§ **Problem requirements**
Turn the data, from the line containing "jacket sleeve, place" through its final line, into a numbered list, one line per item, with blank lines left out.

§ **Provided material**
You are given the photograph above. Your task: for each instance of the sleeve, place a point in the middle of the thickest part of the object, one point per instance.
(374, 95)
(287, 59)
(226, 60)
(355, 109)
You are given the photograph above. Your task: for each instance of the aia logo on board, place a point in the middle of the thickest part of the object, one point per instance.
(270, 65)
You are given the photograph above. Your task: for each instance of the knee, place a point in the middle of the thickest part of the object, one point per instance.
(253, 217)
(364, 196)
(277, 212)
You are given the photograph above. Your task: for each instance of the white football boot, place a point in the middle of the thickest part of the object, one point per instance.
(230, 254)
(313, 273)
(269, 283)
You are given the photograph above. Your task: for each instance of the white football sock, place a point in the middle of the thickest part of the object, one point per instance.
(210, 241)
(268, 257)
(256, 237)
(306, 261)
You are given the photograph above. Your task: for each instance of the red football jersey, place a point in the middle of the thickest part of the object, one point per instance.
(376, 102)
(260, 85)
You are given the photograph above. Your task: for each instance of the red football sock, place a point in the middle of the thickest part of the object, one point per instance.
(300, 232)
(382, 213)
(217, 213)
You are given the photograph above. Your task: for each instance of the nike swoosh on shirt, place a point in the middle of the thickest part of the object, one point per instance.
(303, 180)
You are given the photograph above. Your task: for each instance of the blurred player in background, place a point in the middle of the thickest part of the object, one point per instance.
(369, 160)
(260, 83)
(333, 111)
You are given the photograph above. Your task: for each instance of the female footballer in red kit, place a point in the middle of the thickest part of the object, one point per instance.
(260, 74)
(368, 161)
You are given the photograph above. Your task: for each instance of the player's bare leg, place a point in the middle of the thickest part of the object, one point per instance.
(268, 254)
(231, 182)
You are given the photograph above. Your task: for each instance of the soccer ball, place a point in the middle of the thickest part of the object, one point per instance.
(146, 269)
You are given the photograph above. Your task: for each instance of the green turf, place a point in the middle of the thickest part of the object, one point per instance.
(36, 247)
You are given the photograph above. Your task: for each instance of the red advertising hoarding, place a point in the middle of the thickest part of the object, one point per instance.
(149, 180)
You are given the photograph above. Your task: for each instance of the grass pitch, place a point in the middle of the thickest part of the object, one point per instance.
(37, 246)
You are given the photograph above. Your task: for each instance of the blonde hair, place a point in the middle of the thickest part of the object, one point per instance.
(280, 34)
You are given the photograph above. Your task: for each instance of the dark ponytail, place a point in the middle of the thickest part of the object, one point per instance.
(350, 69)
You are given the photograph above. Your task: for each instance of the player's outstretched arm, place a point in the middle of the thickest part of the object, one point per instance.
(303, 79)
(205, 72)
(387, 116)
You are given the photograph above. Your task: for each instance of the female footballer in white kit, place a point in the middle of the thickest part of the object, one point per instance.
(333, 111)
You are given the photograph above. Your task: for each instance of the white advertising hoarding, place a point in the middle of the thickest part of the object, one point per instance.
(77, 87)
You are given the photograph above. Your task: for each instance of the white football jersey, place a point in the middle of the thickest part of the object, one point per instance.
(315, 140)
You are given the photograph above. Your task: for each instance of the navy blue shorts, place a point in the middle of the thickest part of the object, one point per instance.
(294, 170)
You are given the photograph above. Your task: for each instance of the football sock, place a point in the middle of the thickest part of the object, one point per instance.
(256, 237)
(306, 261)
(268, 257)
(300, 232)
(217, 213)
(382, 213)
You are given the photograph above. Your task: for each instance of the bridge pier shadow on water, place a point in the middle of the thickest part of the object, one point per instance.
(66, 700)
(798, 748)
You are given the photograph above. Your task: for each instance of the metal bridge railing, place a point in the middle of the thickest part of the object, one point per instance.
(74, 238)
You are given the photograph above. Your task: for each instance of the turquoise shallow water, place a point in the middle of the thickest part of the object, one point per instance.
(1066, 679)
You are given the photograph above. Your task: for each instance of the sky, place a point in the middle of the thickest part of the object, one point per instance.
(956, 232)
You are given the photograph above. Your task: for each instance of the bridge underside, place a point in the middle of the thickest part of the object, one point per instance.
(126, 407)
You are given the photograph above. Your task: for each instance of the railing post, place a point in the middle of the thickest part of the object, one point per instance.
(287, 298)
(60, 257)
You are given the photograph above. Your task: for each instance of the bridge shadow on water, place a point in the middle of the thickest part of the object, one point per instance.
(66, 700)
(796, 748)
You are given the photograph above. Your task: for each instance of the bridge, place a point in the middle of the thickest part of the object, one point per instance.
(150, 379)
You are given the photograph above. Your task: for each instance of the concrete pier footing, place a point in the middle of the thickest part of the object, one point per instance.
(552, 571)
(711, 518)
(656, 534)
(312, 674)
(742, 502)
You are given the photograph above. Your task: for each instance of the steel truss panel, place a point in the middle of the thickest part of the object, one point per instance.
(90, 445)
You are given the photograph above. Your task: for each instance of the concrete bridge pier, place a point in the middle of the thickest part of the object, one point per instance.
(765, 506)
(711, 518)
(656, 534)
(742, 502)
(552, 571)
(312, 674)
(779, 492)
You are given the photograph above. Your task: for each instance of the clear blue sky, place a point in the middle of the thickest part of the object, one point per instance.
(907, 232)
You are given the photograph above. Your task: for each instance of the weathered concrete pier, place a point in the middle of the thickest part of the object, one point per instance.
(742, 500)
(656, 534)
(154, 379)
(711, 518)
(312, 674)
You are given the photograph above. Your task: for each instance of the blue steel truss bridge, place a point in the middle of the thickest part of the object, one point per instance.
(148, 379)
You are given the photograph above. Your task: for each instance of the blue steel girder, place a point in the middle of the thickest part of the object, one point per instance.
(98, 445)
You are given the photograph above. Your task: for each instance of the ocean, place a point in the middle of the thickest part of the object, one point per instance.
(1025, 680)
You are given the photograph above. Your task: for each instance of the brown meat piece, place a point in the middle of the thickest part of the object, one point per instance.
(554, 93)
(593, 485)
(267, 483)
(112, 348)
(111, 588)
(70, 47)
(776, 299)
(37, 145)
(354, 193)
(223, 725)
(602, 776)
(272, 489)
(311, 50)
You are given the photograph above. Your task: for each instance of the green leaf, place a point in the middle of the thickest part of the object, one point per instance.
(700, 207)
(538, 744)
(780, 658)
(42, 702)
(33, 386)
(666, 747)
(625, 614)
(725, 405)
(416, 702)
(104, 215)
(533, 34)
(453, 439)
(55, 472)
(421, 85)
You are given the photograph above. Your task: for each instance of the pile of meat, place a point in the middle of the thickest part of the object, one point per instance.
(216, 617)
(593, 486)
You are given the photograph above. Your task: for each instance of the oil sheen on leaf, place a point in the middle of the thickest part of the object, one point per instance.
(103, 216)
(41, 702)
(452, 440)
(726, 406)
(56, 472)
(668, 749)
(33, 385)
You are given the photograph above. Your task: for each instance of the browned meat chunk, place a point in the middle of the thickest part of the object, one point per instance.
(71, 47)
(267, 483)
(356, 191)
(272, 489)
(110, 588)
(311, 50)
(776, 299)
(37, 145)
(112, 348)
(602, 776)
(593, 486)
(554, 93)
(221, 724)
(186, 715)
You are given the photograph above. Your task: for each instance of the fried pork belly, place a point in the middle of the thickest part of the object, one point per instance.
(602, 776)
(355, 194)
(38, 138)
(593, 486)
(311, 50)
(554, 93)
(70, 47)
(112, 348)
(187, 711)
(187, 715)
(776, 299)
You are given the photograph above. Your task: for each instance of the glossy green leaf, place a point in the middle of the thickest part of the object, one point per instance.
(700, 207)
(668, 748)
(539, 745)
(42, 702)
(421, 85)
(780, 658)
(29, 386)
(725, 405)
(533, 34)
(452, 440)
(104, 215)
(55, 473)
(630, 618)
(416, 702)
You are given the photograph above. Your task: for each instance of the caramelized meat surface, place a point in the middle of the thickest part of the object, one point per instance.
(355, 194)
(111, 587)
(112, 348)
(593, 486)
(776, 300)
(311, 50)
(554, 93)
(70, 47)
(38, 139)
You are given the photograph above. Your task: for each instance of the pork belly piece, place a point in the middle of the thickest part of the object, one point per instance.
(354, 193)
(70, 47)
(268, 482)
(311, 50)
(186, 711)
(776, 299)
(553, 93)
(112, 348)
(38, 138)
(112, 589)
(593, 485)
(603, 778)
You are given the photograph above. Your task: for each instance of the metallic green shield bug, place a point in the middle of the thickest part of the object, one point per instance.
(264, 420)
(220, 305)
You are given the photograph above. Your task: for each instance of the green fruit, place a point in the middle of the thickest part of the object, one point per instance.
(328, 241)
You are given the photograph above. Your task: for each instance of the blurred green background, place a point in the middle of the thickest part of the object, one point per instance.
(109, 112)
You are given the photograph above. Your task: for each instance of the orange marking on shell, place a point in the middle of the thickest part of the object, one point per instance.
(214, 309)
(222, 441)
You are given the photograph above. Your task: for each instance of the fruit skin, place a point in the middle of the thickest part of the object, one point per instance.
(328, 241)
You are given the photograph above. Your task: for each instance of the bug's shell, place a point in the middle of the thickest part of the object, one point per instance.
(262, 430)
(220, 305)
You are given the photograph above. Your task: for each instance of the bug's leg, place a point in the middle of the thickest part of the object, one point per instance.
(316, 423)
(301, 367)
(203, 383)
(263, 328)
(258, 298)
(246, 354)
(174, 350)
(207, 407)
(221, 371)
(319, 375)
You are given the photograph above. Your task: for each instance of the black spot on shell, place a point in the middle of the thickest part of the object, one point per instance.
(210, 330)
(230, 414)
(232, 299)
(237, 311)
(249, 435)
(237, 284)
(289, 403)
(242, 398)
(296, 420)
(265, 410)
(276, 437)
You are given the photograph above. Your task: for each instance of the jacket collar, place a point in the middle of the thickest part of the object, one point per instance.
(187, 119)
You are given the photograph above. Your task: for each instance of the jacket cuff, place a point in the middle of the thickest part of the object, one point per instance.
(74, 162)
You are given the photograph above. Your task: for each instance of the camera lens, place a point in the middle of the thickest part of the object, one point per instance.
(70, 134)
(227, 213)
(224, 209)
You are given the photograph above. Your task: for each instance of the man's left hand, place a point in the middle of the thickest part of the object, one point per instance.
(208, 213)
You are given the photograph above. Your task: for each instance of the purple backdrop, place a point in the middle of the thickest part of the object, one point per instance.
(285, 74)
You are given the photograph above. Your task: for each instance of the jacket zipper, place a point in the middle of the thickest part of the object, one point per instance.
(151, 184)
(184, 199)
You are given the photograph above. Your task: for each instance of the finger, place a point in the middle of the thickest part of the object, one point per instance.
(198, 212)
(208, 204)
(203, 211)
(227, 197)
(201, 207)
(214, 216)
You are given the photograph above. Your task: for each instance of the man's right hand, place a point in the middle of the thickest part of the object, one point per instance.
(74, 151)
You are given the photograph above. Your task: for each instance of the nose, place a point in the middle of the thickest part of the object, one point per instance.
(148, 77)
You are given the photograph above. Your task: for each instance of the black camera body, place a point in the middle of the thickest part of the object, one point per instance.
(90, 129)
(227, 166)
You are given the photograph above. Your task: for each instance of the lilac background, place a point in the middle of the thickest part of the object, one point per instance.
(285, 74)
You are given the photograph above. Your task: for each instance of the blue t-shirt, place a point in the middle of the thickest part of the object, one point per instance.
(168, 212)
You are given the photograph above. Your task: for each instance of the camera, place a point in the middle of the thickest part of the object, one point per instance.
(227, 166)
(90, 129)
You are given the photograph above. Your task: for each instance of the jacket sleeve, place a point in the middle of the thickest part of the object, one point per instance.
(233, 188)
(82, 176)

§ **Answer below**
1. You are given the photograph above. Your task: for each instance of the jacket sleeve, place a point in the middle of the thickest part of the object, one point per instance.
2. (233, 188)
3. (82, 176)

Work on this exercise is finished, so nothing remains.